◆ Problem: Quote everything from the start of the records down to and including the line containing "54 26 L 49 26", reproducing each line verbatim but leaving out the pictures.

(Stored items)
——————
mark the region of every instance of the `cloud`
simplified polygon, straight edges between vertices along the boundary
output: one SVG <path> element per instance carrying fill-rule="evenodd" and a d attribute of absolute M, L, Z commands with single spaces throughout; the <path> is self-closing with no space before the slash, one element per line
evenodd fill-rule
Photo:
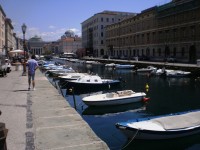
<path fill-rule="evenodd" d="M 54 26 L 49 26 L 49 28 L 51 30 L 41 31 L 39 28 L 29 27 L 29 28 L 27 28 L 27 31 L 26 31 L 26 35 L 25 35 L 26 39 L 30 39 L 37 35 L 37 36 L 41 37 L 43 41 L 57 41 L 61 38 L 62 35 L 64 35 L 64 33 L 67 30 L 72 30 L 75 33 L 75 35 L 81 36 L 81 31 L 76 28 L 56 29 Z M 23 34 L 20 30 L 16 31 L 16 34 L 18 35 L 18 37 L 23 38 Z"/>
<path fill-rule="evenodd" d="M 53 26 L 53 25 L 50 25 L 49 26 L 49 29 L 55 29 L 56 27 L 55 26 Z"/>

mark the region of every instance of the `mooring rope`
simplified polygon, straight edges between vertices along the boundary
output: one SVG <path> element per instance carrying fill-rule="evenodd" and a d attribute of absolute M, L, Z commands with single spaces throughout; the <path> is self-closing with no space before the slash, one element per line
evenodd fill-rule
<path fill-rule="evenodd" d="M 131 138 L 131 140 L 130 140 L 124 147 L 122 147 L 122 150 L 125 149 L 125 148 L 135 139 L 135 137 L 137 136 L 139 130 L 140 130 L 140 129 L 138 129 L 138 130 L 136 131 L 136 133 L 133 135 L 133 137 Z"/>

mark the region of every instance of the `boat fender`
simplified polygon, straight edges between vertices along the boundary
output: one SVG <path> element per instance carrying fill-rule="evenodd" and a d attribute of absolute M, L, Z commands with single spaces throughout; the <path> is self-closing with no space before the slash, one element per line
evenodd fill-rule
<path fill-rule="evenodd" d="M 148 85 L 148 83 L 146 83 L 146 85 L 145 85 L 145 89 L 149 89 L 149 85 Z"/>

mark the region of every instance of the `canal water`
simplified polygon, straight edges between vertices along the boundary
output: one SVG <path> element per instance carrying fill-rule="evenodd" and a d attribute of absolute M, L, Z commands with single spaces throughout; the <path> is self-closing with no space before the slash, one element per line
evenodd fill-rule
<path fill-rule="evenodd" d="M 123 79 L 120 89 L 145 92 L 150 100 L 147 103 L 132 103 L 109 107 L 88 107 L 82 98 L 94 93 L 68 95 L 62 94 L 72 107 L 90 125 L 93 131 L 107 143 L 110 149 L 200 149 L 200 134 L 172 140 L 135 140 L 128 142 L 126 137 L 115 127 L 117 122 L 130 119 L 157 116 L 181 111 L 200 109 L 200 78 L 162 78 L 137 74 L 133 70 L 113 70 L 103 64 L 86 65 L 70 63 L 79 72 L 93 72 L 104 78 Z M 149 88 L 145 86 L 148 84 Z M 101 91 L 99 91 L 101 93 Z M 75 103 L 74 103 L 75 100 Z M 200 116 L 199 116 L 200 117 Z M 172 122 L 173 123 L 173 122 Z"/>

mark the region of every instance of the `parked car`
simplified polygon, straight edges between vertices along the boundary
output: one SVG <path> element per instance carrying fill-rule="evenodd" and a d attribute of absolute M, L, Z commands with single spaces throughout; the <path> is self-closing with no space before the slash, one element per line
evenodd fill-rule
<path fill-rule="evenodd" d="M 11 63 L 9 59 L 5 59 L 5 65 L 6 65 L 6 72 L 11 72 Z"/>
<path fill-rule="evenodd" d="M 7 66 L 4 55 L 0 55 L 0 74 L 2 77 L 7 75 Z"/>
<path fill-rule="evenodd" d="M 167 57 L 167 58 L 164 58 L 164 61 L 167 61 L 167 62 L 176 62 L 176 58 L 175 57 Z"/>

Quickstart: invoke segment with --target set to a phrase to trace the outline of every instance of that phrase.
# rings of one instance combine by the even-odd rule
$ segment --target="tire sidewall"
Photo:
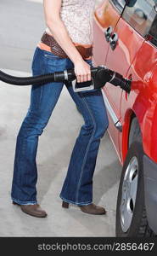
[[[138,180],[137,189],[137,197],[132,223],[127,232],[124,233],[121,229],[120,207],[121,203],[121,189],[126,171],[131,160],[136,156],[138,162]],[[143,211],[144,207],[144,185],[143,185],[143,145],[139,142],[134,142],[127,153],[126,160],[122,168],[121,177],[120,181],[117,206],[116,206],[116,236],[118,237],[137,237],[140,229],[142,221]]]

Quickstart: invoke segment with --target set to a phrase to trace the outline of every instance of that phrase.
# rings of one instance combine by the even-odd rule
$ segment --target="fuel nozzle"
[[[120,73],[108,69],[104,66],[98,66],[92,68],[92,76],[94,81],[94,88],[98,89],[105,85],[105,84],[110,83],[115,86],[120,86],[126,92],[131,91],[132,80],[124,78]]]

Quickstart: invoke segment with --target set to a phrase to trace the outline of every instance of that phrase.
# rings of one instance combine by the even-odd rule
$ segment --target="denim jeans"
[[[92,66],[92,61],[87,60],[87,62]],[[35,51],[33,75],[73,67],[70,59],[60,58],[39,48]],[[76,93],[71,83],[65,85],[83,116],[84,125],[72,151],[60,197],[73,204],[87,205],[93,201],[93,176],[100,139],[108,128],[108,117],[101,90]],[[30,107],[16,142],[11,196],[18,204],[37,203],[36,157],[38,137],[51,117],[63,86],[63,82],[31,86]]]

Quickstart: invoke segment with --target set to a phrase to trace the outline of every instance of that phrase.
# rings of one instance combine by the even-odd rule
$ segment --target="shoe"
[[[69,203],[63,201],[62,202],[63,208],[69,208]],[[79,206],[81,212],[88,213],[88,214],[94,214],[94,215],[103,215],[106,214],[106,210],[104,207],[96,206],[94,204],[90,204],[87,206]]]
[[[18,205],[20,207],[22,212],[27,213],[31,216],[37,218],[45,218],[47,217],[47,212],[41,208],[38,204],[36,205],[19,205],[16,202],[13,201],[14,205]]]
[[[79,206],[81,212],[88,213],[88,214],[94,214],[94,215],[103,215],[106,214],[106,210],[104,207],[96,206],[94,204],[90,204],[87,206]]]

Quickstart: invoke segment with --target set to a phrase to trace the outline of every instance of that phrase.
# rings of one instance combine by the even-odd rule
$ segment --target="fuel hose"
[[[93,81],[93,89],[102,88],[107,82],[109,82],[115,86],[120,86],[128,93],[131,90],[131,80],[123,78],[123,76],[121,76],[120,73],[108,69],[104,66],[91,67],[91,75]],[[50,82],[63,82],[66,80],[73,81],[76,79],[76,78],[74,69],[64,70],[63,72],[55,72],[53,73],[46,73],[33,77],[14,77],[7,74],[0,70],[0,81],[3,81],[8,84],[20,86],[44,84]],[[81,88],[80,88],[80,90],[81,90]]]

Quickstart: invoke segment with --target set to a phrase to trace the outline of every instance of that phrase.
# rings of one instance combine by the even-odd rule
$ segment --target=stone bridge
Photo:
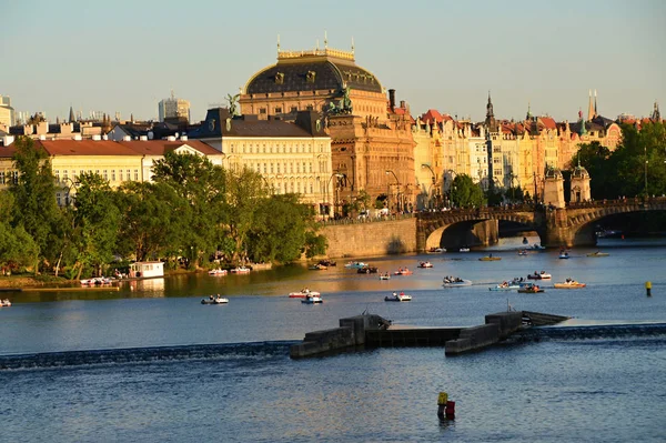
[[[569,203],[558,209],[521,205],[422,212],[416,217],[416,250],[424,252],[438,248],[445,232],[456,225],[468,229],[488,220],[509,221],[524,225],[526,231],[536,231],[542,244],[547,248],[595,245],[595,225],[599,220],[642,211],[666,211],[666,198]]]

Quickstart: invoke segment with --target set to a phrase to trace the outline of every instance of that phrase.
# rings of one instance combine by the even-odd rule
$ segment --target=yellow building
[[[295,122],[286,122],[232,118],[228,109],[215,108],[189,137],[212,147],[224,168],[256,171],[275,193],[299,193],[321,215],[330,215],[342,200],[342,177],[332,172],[331,138],[315,112],[297,112]]]

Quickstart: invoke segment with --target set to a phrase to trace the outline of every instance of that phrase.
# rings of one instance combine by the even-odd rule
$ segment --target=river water
[[[575,249],[568,260],[518,256],[519,240],[369,259],[414,271],[390,281],[340,262],[17,294],[0,310],[0,441],[664,441],[666,243],[654,243],[603,240],[609,256]],[[502,261],[480,262],[488,251]],[[420,260],[434,269],[416,269]],[[553,274],[544,293],[488,291],[541,270]],[[443,289],[444,275],[474,284]],[[567,276],[588,286],[547,288]],[[286,296],[304,286],[325,302]],[[383,301],[401,290],[413,301]],[[211,293],[230,303],[201,305]],[[476,325],[507,304],[573,319],[456,358],[441,348],[289,358],[306,332],[363,311],[398,325]],[[441,391],[456,402],[454,421],[436,416]]]

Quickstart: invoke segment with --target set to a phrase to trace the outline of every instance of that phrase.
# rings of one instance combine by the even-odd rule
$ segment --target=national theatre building
[[[417,192],[413,119],[404,102],[396,107],[394,90],[356,66],[353,48],[283,51],[279,46],[278,63],[252,75],[239,103],[242,114],[265,120],[320,113],[331,137],[329,181],[334,179],[337,204],[365,191],[372,200],[387,198],[392,210],[411,208]]]

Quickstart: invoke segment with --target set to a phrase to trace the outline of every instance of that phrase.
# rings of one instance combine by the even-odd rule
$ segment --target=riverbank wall
[[[382,256],[416,252],[416,219],[326,224],[330,258]]]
——————
◆ Output for this exercise:
mark the region of every instance of the `cloud`
simplified polygon, straight edges between vertices along the boundary
output: one SVG <path> element per instance carrying fill-rule="evenodd" and a d attribute of absolute M, L, Z commands with single spaces throughout; the <path> is self-closing with no space before the slash, one element per line
evenodd fill-rule
Photo:
<path fill-rule="evenodd" d="M 54 26 L 49 26 L 49 28 L 51 30 L 41 31 L 39 28 L 29 27 L 29 28 L 27 28 L 27 31 L 26 31 L 26 35 L 25 35 L 26 39 L 30 39 L 37 35 L 37 36 L 41 37 L 43 41 L 57 41 L 61 38 L 62 35 L 64 35 L 64 33 L 67 30 L 72 30 L 75 33 L 75 35 L 81 36 L 81 31 L 76 28 L 56 29 Z M 23 34 L 20 30 L 16 31 L 16 34 L 18 35 L 18 37 L 23 38 Z"/>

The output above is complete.